*** Opening Data for this task ***

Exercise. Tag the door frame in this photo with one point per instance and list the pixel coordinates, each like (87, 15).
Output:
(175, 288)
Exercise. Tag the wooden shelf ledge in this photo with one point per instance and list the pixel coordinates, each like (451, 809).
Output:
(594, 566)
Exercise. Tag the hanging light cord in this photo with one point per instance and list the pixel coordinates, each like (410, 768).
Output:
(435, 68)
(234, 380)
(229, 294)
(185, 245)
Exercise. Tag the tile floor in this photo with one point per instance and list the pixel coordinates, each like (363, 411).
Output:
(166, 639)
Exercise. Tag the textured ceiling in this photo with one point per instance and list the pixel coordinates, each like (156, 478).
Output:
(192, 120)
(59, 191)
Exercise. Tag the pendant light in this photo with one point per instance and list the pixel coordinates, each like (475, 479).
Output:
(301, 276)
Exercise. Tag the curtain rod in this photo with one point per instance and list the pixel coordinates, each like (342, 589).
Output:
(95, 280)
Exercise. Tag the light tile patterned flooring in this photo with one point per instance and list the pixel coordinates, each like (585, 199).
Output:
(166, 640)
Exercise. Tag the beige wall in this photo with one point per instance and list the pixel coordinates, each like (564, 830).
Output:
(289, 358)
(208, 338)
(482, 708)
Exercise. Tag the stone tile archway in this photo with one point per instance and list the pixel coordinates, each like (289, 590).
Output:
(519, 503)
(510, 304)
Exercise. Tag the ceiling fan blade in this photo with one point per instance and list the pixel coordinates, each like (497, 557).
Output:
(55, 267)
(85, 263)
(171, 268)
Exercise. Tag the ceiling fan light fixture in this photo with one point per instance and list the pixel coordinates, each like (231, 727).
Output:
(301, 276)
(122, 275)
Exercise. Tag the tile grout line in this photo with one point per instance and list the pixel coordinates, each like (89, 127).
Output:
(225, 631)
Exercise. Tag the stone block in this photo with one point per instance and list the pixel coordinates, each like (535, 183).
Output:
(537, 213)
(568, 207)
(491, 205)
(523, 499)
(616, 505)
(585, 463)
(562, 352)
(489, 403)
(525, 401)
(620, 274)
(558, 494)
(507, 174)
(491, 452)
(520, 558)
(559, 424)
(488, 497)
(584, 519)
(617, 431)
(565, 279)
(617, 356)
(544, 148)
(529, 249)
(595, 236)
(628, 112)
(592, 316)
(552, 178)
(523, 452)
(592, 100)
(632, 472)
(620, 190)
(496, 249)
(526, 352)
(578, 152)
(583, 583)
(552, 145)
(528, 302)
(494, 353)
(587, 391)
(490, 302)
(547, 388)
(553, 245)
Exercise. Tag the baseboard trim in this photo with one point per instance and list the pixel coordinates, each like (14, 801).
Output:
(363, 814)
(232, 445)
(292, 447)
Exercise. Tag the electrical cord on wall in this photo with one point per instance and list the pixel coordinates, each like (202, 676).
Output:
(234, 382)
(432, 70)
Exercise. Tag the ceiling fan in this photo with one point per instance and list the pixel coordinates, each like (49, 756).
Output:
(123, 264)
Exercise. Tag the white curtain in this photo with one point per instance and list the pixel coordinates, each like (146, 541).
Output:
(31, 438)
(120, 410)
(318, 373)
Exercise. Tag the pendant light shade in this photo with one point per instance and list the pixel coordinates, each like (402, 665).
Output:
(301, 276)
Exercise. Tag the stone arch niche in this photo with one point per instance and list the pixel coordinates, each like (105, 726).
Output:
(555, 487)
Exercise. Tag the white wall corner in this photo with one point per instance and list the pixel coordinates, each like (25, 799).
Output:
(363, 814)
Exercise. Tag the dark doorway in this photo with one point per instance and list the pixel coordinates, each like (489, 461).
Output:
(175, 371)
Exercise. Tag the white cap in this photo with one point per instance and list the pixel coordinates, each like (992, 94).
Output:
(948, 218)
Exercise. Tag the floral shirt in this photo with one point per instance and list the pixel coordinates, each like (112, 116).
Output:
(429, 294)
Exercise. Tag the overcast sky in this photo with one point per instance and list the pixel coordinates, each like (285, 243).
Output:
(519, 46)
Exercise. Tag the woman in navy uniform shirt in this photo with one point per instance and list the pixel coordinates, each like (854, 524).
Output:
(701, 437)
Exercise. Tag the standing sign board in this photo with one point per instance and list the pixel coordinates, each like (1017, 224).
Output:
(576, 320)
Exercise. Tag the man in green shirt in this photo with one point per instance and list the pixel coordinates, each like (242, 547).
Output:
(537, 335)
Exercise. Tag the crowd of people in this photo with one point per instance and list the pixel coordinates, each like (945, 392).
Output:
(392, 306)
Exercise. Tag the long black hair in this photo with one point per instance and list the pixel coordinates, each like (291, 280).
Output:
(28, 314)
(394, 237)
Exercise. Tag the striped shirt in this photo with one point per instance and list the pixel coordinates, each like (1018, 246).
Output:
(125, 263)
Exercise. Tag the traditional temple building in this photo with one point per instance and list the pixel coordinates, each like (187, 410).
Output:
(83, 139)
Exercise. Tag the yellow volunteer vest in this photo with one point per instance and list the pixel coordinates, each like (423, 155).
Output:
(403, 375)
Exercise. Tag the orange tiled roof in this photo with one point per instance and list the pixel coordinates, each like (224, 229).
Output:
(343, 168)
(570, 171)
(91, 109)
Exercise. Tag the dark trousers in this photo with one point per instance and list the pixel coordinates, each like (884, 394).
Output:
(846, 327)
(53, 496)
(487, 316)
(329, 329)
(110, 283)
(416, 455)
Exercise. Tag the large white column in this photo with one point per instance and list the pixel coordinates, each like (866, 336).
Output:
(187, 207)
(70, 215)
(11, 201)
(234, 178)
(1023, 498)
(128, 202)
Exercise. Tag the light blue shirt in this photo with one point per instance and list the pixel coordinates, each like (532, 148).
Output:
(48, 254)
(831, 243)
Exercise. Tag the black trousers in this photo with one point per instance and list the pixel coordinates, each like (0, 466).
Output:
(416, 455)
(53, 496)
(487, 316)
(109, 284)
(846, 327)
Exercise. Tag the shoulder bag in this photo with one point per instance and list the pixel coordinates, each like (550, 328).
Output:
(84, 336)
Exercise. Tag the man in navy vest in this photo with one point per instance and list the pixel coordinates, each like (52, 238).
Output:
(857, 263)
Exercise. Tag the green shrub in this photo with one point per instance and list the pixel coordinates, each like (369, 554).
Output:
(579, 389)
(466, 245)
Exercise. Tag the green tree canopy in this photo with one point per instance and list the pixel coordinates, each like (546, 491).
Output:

*** Closing Data for this task ***

- **Description of the task**
Every line that contains the string "cord" should be returned from the data.

- **Exercise result**
Exercise. Tag the hanging light cord in this photo with one point per instance and list the pixel coordinates, each like (410, 768).
Exercise. Tag the electrical cord on wall in this photo with one point per instance and list the pixel coordinates, each like (202, 676).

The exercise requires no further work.